Your task: Retype, please, the listing from its opening line through the line that contains "man in blue", both included, without the pictures.

Given data:
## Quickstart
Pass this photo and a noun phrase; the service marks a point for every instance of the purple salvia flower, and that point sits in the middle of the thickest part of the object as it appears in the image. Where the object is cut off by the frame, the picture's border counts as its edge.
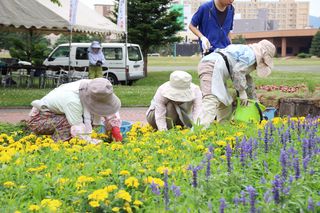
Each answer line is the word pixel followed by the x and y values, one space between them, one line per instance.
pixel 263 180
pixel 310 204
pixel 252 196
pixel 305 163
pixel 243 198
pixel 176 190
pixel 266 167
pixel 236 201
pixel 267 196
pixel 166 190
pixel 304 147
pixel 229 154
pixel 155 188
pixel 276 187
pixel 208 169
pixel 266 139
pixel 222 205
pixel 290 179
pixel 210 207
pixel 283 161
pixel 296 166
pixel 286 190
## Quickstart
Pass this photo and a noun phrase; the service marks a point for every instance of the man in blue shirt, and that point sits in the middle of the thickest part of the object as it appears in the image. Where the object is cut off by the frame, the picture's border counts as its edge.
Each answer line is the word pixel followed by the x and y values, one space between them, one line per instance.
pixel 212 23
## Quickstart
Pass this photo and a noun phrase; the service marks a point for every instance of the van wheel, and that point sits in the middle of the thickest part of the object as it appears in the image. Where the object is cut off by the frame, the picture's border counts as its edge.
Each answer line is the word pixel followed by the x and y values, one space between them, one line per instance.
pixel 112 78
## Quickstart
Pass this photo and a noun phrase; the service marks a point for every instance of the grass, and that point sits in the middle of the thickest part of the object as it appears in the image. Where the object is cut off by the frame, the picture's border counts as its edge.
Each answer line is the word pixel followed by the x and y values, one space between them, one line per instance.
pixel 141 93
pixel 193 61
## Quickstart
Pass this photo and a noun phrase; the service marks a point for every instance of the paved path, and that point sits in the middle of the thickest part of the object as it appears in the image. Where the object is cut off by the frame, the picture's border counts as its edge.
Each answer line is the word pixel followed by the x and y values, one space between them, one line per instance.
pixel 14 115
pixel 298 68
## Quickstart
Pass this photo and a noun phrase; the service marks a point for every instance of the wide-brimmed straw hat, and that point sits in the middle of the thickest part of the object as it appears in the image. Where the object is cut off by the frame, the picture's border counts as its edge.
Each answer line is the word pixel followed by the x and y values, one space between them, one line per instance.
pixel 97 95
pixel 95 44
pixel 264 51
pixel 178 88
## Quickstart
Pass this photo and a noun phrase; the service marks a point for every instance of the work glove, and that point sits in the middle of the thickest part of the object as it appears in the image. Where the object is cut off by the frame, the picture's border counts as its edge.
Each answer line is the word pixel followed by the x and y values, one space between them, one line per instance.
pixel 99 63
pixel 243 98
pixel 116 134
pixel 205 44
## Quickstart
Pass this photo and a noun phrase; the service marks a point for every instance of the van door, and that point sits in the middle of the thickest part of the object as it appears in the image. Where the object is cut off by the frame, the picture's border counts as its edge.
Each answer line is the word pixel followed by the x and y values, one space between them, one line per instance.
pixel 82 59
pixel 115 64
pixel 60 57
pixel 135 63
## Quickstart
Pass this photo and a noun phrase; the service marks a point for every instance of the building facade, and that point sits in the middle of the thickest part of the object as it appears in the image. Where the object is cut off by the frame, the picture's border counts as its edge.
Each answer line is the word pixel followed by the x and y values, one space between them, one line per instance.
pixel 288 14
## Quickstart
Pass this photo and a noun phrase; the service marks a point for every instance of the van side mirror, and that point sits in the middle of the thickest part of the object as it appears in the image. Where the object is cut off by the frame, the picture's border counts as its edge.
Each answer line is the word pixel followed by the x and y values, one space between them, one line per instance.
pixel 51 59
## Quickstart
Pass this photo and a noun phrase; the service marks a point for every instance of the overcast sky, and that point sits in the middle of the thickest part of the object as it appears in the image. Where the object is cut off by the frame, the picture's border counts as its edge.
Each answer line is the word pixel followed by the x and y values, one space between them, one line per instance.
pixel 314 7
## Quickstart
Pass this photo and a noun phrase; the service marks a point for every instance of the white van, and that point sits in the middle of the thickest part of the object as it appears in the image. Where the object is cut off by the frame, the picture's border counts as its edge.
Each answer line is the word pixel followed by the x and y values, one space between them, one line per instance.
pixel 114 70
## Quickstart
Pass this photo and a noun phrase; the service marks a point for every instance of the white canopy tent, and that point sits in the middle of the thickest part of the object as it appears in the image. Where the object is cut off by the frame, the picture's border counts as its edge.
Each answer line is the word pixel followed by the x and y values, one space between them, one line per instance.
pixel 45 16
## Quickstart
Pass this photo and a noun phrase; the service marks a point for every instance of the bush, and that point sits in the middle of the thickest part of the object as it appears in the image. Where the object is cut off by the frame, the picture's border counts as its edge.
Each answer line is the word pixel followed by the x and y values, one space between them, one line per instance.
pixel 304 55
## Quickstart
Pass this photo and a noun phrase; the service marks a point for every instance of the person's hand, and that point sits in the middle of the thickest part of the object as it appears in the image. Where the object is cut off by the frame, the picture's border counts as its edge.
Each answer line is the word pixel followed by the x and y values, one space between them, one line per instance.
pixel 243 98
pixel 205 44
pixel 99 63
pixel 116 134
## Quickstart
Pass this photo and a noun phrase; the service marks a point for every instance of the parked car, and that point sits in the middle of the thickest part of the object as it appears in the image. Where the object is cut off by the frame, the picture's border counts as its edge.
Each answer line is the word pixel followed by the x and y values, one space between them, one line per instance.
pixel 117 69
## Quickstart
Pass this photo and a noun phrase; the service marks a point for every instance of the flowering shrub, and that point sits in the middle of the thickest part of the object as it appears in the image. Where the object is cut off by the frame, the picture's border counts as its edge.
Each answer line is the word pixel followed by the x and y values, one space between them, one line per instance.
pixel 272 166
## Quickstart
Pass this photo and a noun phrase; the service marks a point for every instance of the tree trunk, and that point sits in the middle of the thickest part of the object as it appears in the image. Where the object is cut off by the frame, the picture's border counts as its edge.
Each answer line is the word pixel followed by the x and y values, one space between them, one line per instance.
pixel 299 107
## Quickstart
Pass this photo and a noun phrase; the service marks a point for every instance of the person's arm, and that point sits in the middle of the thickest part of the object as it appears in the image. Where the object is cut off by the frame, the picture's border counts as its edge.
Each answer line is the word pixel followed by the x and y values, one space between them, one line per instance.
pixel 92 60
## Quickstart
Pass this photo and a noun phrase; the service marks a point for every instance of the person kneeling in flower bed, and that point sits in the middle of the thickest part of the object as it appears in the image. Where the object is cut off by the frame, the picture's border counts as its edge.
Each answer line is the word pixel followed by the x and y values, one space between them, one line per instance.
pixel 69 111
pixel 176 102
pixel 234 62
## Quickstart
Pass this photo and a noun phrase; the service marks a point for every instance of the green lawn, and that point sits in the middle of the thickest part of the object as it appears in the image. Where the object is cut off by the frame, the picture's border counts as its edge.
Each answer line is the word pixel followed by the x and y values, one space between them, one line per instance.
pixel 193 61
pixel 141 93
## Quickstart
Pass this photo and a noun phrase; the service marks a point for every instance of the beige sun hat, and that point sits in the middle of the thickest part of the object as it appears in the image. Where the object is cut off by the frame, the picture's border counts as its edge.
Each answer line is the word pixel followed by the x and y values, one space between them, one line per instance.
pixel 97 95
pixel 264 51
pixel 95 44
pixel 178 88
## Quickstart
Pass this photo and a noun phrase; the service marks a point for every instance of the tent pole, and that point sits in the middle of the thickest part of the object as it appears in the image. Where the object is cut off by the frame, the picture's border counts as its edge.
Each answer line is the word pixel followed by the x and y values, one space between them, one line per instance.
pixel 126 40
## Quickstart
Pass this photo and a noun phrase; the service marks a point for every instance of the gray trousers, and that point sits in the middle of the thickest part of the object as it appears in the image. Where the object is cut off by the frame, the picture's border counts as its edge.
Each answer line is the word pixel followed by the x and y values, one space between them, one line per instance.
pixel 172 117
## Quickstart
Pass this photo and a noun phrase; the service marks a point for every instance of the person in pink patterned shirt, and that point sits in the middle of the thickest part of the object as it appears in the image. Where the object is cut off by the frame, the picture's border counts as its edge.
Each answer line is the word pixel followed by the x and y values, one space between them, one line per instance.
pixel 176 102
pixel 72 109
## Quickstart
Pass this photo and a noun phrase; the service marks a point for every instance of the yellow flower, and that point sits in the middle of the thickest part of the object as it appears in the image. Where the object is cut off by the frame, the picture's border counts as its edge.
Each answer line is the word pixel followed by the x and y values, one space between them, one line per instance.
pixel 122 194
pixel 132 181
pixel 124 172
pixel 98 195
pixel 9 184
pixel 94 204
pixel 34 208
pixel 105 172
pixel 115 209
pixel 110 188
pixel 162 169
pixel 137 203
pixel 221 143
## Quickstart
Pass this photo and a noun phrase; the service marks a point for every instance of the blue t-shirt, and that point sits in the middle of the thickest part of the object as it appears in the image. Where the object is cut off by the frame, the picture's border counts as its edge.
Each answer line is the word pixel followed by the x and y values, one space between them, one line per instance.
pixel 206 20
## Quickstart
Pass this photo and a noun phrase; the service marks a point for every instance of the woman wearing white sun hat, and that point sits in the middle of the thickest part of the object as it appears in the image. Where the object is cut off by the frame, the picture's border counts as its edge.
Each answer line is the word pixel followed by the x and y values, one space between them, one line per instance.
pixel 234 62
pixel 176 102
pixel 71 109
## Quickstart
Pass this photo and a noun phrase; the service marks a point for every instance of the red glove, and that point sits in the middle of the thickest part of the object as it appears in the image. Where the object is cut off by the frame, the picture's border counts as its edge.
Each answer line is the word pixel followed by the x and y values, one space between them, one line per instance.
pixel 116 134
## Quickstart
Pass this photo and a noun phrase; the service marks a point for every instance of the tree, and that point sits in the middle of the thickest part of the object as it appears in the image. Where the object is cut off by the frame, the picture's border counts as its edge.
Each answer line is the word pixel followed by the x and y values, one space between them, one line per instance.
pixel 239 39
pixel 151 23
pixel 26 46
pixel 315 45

Your response:
## Quickstart
Pass this photo and a noun phrase; the service marks a point for every instance of the purple salvia flower, and that point sits in the middle of the thickest part of the object as it appears in the image. Where the object is cut off by the frame, the picture's border counts as its edge.
Each answer line is the word pixel followed by the x and y values, one space between them, one line per instance.
pixel 263 180
pixel 310 204
pixel 252 196
pixel 305 163
pixel 243 198
pixel 176 190
pixel 266 167
pixel 236 201
pixel 267 196
pixel 166 190
pixel 304 147
pixel 229 154
pixel 155 188
pixel 276 187
pixel 208 169
pixel 266 139
pixel 222 205
pixel 290 179
pixel 210 207
pixel 283 161
pixel 296 166
pixel 286 190
## Quickstart
Pass this photo and a noun phrase; the service marks a point for every instance of the man in blue shirt, and that point sits in the middle of the thickest part of the object as it appears in the image. Where the object is cut off by the frame, the picture's border counts as its edge.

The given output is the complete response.